Among the records below, find each line containing the word "Drop" and copy it.

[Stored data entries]
——
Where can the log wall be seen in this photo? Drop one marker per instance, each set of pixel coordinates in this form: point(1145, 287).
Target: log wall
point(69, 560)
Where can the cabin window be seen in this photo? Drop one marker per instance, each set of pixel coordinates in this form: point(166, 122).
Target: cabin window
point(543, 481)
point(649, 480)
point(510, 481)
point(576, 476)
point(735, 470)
——
## Solution to this task
Where can the log wall be seen in this photo? Drop one marker per instance, each set of pixel coordinates in this form: point(1145, 287).
Where can the cabin window be seen in this photo? Drop one marker per instance, each set of pixel coordinates in this form: point(166, 122).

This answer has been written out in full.